PROVIDED TEXT:
--

The height of the water depth is h = 14 + 6 · sin (π · t/6 + π/2), where t is in hours, and the height of the Ferris wheel is h = 21 + 19 · sin (π · t/20 - π/2), where t is in seconds. Please see the image to see the figures.
How to derive equations for periodical changes in time
According to the two cases described in the statement, we have clear example of sinusoidal model for the height as a function of time. In this case, we can make use of the following equation:
h = a + A · sin (2π · t/T + B) (1)
Where:
- a - Initial position, in meters.
- A - Amplitude, in meters.
- t - Time, in hours or seconds.
- T - Period, in hours or seconds.
- B - Phase, in radians.

--

(Excerpts from location labeling data)

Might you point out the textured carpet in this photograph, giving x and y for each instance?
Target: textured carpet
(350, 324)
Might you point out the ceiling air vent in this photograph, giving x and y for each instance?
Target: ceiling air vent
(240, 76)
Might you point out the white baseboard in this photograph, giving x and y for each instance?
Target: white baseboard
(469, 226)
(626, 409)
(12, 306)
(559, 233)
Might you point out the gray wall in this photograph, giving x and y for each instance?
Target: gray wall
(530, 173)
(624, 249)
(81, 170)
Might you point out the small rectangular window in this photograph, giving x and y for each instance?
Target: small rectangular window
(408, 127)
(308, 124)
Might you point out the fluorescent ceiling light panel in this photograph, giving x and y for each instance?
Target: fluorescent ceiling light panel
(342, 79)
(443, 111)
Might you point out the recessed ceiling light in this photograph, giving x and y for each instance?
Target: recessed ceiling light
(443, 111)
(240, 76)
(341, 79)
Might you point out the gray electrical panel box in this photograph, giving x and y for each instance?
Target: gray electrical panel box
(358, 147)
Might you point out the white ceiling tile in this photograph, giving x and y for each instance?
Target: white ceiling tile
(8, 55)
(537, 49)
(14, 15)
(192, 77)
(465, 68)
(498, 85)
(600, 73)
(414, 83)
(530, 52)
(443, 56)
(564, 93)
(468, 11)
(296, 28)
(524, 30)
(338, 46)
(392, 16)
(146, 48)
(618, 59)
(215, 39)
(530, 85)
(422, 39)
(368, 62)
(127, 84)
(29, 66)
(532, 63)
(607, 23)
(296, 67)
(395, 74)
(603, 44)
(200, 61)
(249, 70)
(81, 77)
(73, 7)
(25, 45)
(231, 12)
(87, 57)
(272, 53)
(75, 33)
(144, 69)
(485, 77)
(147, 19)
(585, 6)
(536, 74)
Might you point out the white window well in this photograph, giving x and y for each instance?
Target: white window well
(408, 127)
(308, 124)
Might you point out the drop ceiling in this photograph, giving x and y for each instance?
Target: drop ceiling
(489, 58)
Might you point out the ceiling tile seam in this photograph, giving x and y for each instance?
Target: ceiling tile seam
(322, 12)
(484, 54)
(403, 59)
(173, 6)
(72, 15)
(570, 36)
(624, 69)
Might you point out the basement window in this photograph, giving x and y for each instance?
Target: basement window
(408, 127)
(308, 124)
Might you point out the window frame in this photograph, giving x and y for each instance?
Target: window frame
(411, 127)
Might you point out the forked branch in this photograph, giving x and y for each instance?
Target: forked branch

--

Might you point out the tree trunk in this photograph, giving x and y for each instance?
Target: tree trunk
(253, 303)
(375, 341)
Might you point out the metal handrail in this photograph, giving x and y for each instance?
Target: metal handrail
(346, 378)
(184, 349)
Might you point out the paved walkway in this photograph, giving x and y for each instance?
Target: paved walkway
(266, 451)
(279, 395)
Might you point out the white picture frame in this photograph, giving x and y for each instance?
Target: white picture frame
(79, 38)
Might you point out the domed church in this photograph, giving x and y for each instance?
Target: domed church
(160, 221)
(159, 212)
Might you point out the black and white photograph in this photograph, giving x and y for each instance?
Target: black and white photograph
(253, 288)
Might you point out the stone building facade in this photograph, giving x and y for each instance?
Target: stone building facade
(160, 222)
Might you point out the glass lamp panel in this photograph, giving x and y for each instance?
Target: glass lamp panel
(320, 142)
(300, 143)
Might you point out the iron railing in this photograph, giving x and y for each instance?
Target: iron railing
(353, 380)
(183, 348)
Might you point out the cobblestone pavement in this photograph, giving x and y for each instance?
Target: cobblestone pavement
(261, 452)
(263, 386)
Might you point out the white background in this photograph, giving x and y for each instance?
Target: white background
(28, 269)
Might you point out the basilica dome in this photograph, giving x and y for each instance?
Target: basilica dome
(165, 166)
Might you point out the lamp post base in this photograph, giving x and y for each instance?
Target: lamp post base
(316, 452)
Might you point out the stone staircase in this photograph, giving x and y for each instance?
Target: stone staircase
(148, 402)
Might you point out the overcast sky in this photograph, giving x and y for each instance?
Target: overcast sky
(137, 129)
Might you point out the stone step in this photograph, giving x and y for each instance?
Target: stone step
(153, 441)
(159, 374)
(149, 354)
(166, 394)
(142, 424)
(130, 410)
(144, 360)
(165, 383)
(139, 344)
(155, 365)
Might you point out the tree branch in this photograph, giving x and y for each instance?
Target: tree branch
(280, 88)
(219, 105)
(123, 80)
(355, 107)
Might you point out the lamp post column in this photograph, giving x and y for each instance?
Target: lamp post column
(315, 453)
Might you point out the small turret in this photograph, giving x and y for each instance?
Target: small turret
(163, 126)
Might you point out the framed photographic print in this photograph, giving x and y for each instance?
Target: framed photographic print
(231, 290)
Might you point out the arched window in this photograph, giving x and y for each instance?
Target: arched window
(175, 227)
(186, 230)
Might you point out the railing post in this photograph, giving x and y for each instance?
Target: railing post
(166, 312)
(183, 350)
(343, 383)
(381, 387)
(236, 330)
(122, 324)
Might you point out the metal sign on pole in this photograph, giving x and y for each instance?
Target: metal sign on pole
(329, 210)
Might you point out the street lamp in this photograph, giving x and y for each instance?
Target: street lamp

--

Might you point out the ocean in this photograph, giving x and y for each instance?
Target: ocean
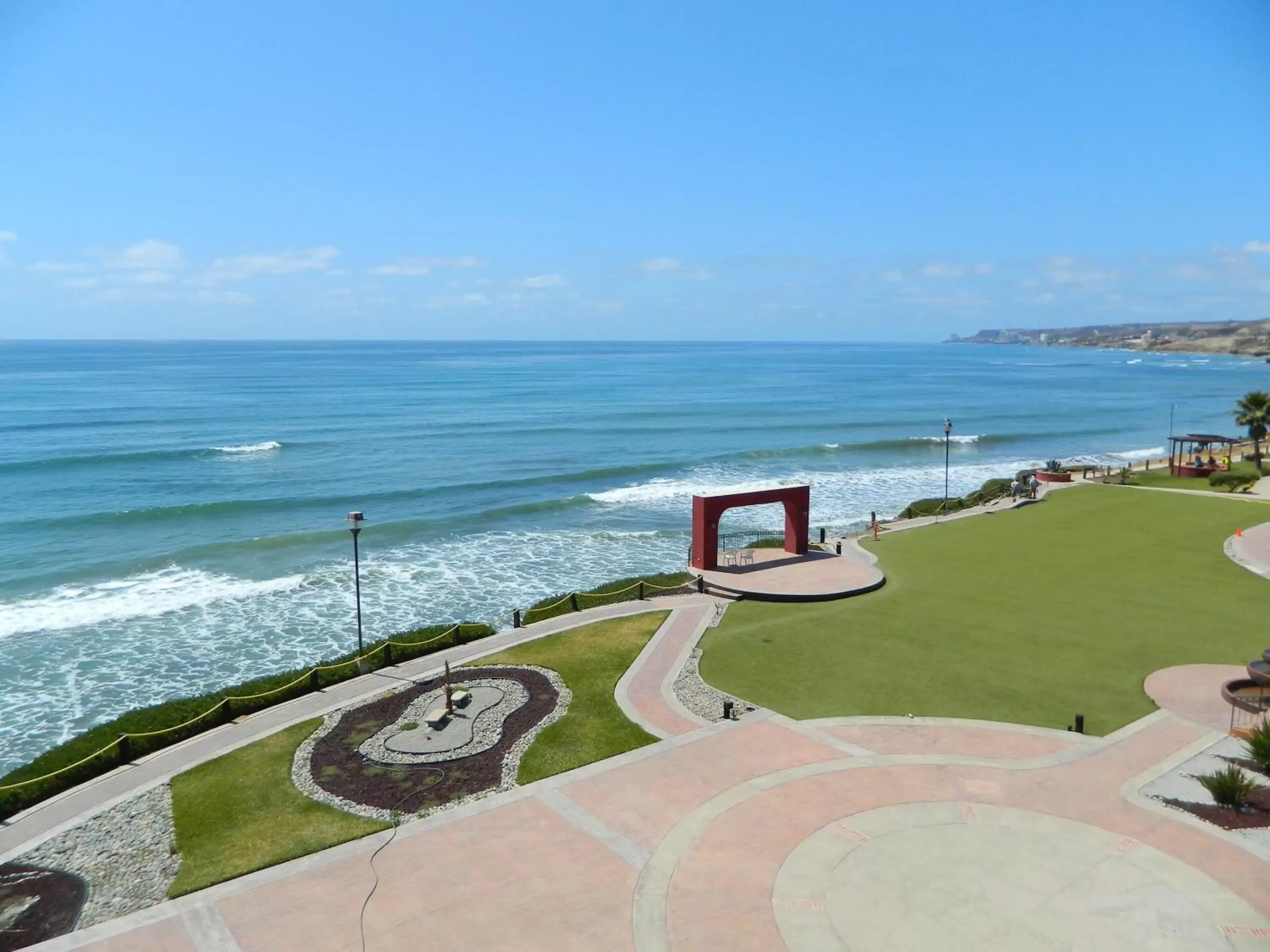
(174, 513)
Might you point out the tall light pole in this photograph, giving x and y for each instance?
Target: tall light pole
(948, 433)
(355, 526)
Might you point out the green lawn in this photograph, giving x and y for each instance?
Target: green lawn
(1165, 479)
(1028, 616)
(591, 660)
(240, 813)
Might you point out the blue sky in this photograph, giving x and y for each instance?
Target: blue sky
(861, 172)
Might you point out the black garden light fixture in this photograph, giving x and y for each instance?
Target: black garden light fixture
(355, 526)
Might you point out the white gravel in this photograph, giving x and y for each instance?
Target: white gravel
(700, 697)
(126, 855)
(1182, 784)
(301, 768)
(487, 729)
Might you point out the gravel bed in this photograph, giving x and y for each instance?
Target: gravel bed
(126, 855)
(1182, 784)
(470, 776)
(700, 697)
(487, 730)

--

GOAL: Write the next part of the explanation of sinusoidal height models, starting after its list of variables.

RESULT OF THIS EXERCISE:
Now we proceed to derive the equations for each case:
Water depth (u = 20 m, l = 8 m, a = 14 m, T = 12 h):
A = (20 m - 8 m)/2
A = 6 m
a = 14 m
Phase
20 = 14 + 6 · sin B
6 = 6 · sin B
sin B = 1
B = π/2
h = 14 + 6 · sin (π · t/6 + π/2), where t is in hours.
Ferris wheel (u = 40 m, l = 2 m, a = 21 m, T = 40 s):
A = (40 m - 2 m)/2
A = 19 m
a = 21 m
Phase
2 = 21 + 19 · sin B
- 19 = 19 · sin B
sin B = - 1
B = - π/2
h = 21 + 19 · sin (π · t/20 - π/2), where t is in seconds.
Lastly, we proceed to graph each case in the figures attached below.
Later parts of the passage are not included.